> AUSZUG ZUM LESEN:
In der Tat: „Die Saison war wirtschaftlich ein Desaster“, gibt Jochen Frank Schmidt im privat geführten, auf Musicals spezialisierten Bad Säckinger Gloria-Theater unumwunden zu Protokoll. Um sage und schreibe 70 Prozent sei die Besucherzahl im Vergleich zur Vor-Corona-Zeit eingebrochen.

Theaterintendant Jochen Frank Schmidt, Gloria-Theater Bad Säckingen.
Theaterintendant Jochen Frank Schmidt, Gloria-Theater Bad Säckingen. | Bild: Susanne Eschbach

„Die Leute hatten so viele verständliche Gründe, nicht zu kommen“, erklärt der Theaterchef: „Angst um ihr Leben, keine Lust auf die Maske, keine Lust auf Diskussionen, bis hin zur gesellschaftlichen Ächtung, weil man ja überall hörte, dass es unverantwortlich wäre, ins Theater zu gehen.“

Dramatische Lage

Auch bei der Südwestdeutschen Philharmonie in Konstanz ist die Lage dramatisch. So lag die Auslastung der Philharmonischen Konzerte nach Auskunft von Pressesprecherin Martina Kraus bei lediglich 40 Prozent der möglichen Platzkapazität, was selbst bei normaler Kapazität höchstens 60 Prozent entsprechen würde. Die Zahl der Abonnenten ist laut jüngstem Quartalsbericht mit 2419 auf den niedrigsten Stand seit zehn Jahren gesunken, ein Minus von mehr als 800 im Vergleich zur Zeit vor der Coronapandemie.

> INHALT DES DATENSATZES:
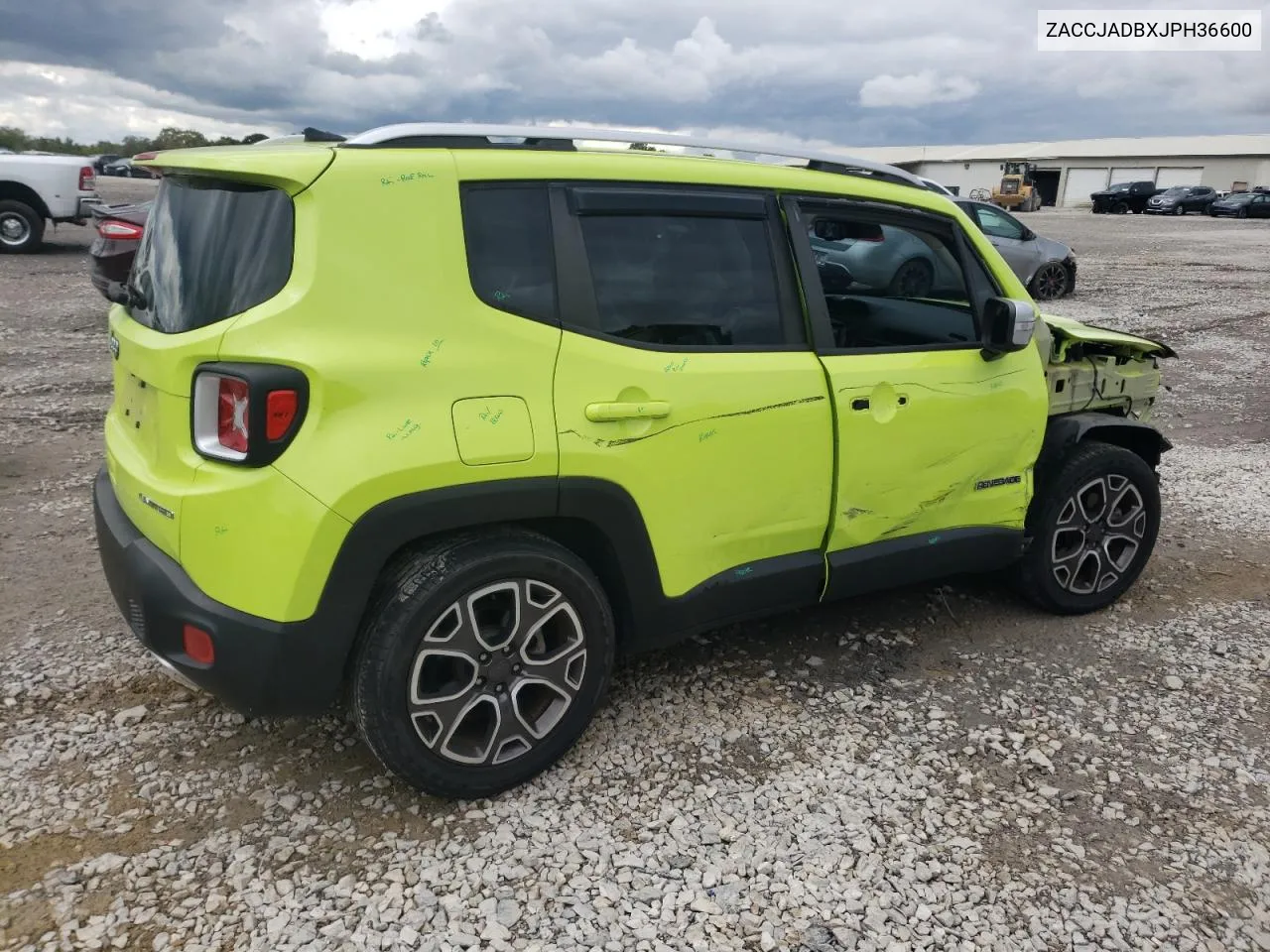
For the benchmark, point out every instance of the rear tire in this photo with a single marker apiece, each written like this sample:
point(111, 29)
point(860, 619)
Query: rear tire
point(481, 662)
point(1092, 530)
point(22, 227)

==

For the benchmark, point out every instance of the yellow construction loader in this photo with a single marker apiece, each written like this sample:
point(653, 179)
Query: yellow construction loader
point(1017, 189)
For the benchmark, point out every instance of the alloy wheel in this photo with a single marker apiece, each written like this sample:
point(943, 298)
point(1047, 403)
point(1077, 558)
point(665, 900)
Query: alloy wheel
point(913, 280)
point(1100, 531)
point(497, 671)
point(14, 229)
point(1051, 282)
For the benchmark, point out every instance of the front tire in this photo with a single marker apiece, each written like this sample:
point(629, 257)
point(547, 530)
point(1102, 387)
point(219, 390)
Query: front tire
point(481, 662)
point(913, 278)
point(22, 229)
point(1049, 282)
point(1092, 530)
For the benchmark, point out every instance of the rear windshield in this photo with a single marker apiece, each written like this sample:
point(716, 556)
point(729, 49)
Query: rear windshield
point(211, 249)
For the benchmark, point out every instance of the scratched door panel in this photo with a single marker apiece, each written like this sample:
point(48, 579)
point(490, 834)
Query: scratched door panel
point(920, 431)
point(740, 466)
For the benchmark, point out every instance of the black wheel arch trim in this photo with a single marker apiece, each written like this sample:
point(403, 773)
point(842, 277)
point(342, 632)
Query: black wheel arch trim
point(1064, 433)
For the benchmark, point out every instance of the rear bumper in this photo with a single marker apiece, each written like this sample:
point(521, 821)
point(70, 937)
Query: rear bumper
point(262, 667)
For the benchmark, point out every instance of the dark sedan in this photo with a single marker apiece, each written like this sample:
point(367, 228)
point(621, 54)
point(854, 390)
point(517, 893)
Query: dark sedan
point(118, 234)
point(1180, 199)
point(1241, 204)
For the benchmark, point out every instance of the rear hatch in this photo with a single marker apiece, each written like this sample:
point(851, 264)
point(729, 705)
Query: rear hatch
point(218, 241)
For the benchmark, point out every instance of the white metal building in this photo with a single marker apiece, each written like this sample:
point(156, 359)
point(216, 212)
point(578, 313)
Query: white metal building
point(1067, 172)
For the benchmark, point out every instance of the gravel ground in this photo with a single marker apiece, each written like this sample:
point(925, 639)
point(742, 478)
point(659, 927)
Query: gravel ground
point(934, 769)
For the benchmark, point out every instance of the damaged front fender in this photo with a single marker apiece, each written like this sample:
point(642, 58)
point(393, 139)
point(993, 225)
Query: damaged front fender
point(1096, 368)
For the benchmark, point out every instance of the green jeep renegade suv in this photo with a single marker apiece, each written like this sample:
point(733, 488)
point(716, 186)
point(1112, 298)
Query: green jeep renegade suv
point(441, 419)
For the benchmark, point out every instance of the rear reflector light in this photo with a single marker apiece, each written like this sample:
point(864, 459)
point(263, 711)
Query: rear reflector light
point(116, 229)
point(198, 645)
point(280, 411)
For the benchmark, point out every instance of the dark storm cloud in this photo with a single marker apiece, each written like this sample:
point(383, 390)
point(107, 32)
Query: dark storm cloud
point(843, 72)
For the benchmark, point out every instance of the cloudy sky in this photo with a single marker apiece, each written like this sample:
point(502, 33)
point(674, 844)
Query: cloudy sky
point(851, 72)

> WAS GEFORDERT WIRD: Führen Sie den Text über die eingebrochenen Besucherzahlen bei Theater und Philharmonie seit der Coronapandemie im Anschluss an seinen letzten Satz weiter.

> SCHRIFTLICHE ANTWORT:
In dieser sieht man auf Anfrage auch die Ursache allen Übels. Wegen der „kompletten Schließung der Institution und Aussetzung des gesamten Spielbetriebes während der beiden Lockdowns“ hätten die Abonnements ausgesetzt werden müssen. Und selbst nach Ende der Lockdowns sei wegen wechselnder Verordnungen und anhaltender Einschränkungen an eine „Wiederaufnahme des Abos“ nicht zu denken gewesen.

Blick ins Gloria-Theater in Bad Säckingen.
Blick ins Gloria-Theater in Bad Säckingen. | Bild: Gloria-Theater GmbH

Doch es gibt auch andere Beispiele. Am Theater Konstanz verkündet Pressesprecherin Dani Behnke eine Erfolgsmeldung, die „bundesweit wahrscheinlich Alleinstellungswert hat“: Die Zahl der Abonnenten sei nämlich um 169 Personen angestiegen.

Zur Auslastung will man zwar zurzeit keine Angaben machen, hat dafür aber eine plausible Erklärung. Abhängig von den Bedingungen des Spielorts – Großes Haus, Spiegelhalle, Werkstatt oder Münsterplatz – habe sich nämlich die jeweilige Platzkapazität in den vergangenen Monaten unterschiedlich entwickelt.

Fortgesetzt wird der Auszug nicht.